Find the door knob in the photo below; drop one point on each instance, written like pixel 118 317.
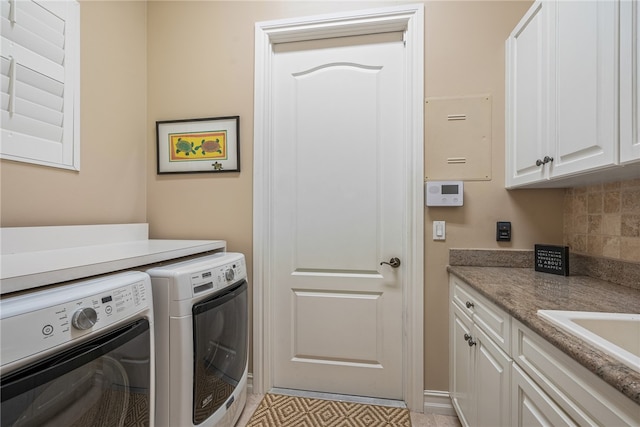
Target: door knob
pixel 393 262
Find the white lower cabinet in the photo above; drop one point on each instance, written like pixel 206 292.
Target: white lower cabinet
pixel 531 406
pixel 504 374
pixel 481 370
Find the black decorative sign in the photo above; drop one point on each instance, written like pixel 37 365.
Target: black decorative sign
pixel 552 259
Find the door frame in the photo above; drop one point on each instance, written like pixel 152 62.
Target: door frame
pixel 410 20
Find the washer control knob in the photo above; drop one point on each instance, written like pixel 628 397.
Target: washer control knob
pixel 84 318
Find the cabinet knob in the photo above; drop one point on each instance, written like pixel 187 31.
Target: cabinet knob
pixel 544 161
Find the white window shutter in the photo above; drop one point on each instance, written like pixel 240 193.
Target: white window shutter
pixel 40 63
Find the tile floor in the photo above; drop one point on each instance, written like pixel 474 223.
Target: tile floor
pixel 417 420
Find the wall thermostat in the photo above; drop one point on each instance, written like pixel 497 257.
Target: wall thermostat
pixel 444 193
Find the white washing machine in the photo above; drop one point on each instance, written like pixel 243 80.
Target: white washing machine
pixel 201 316
pixel 79 354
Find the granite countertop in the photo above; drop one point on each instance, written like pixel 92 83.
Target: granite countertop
pixel 521 292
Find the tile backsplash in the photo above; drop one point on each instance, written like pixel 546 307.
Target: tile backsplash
pixel 604 220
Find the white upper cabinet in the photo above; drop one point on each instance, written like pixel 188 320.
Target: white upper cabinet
pixel 563 98
pixel 583 82
pixel 629 81
pixel 527 127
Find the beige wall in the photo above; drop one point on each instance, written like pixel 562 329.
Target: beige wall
pixel 196 60
pixel 604 220
pixel 110 187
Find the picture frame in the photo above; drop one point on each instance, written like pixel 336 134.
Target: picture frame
pixel 198 145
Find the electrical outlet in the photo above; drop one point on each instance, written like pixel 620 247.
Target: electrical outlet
pixel 439 230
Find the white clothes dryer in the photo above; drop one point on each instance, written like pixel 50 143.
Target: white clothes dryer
pixel 202 321
pixel 79 354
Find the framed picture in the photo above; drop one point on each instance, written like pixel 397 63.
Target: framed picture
pixel 199 145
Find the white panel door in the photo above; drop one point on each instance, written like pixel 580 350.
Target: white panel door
pixel 339 196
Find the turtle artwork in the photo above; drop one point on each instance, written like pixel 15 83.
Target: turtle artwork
pixel 211 146
pixel 183 146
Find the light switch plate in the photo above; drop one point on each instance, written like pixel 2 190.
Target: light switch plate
pixel 439 230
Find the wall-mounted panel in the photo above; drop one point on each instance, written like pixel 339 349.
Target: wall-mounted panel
pixel 458 138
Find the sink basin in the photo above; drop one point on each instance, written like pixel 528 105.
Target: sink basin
pixel 617 334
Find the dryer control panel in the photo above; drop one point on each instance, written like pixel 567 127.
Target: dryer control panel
pixel 37 322
pixel 219 276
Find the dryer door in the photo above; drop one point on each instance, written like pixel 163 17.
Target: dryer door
pixel 220 339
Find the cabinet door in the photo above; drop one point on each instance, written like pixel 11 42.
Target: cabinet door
pixel 584 85
pixel 629 81
pixel 526 98
pixel 461 372
pixel 531 406
pixel 492 382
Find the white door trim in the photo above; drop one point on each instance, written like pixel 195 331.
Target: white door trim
pixel 407 18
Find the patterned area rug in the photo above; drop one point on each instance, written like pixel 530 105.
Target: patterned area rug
pixel 277 410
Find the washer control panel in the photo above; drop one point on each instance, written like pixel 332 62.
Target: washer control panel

**EXERCISE DIRECTIONS:** Put the part of the records above that opens with their first line and closes with the line containing "pixel 84 318" into a Markdown table with the columns Row and Line, giving each line a row number and leaving out blank lines. Leave the pictures out of the table.

**CORRECT ANSWER:**
| Row | Line |
|---|---|
| 1 | Find the door knob in the photo below; drop one point on each instance, written like pixel 118 317. |
| 2 | Target: door knob |
| 3 | pixel 393 262 |
| 4 | Find the white lower cabinet in the photo above; drop one point on each instance, written like pixel 206 292. |
| 5 | Target: white lower cabinet |
| 6 | pixel 531 406 |
| 7 | pixel 504 374 |
| 8 | pixel 481 370 |
| 9 | Find the black decorative sign in the photo above; drop one point on each instance, written like pixel 37 365. |
| 10 | Target: black decorative sign |
| 11 | pixel 552 259 |
| 12 | Find the door frame in the photo above; drop one point on each instance, written like pixel 152 62. |
| 13 | Target: door frame |
| 14 | pixel 410 20 |
| 15 | Find the washer control knob in the photo above; drop one point on each instance, written like pixel 628 397. |
| 16 | Target: washer control knob |
| 17 | pixel 84 318 |